== Task brief ==
Present the lines of the records below, from the line with "For the dataset, tag each instance of the white" through the end of the records, as a Markdown table with the columns Row and Line, leaving out any blank lines.

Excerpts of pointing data
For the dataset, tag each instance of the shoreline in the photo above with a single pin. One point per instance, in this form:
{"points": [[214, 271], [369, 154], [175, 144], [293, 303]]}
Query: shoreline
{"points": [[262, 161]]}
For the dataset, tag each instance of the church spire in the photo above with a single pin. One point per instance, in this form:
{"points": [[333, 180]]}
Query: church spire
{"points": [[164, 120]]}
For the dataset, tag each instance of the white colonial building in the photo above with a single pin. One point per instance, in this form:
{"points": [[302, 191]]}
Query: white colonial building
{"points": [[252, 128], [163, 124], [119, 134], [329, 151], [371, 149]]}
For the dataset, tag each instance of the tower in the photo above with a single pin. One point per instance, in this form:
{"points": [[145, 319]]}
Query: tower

== Written solution ==
| Row | Line |
|---|---|
| 1 | For the dataset, tag each instance of the white colonial building in the photo above with a single pin. One point per instance, in this form: |
| 2 | {"points": [[302, 191]]} |
| 3 | Query: white colonial building |
| 4 | {"points": [[252, 128], [163, 124], [119, 134], [329, 151], [371, 149]]} |
| 5 | For the dataset, tag each instance of the tower in the photo above with a single pin. One point per instance, in this form: |
| 6 | {"points": [[145, 319]]} |
| 7 | Query: tower |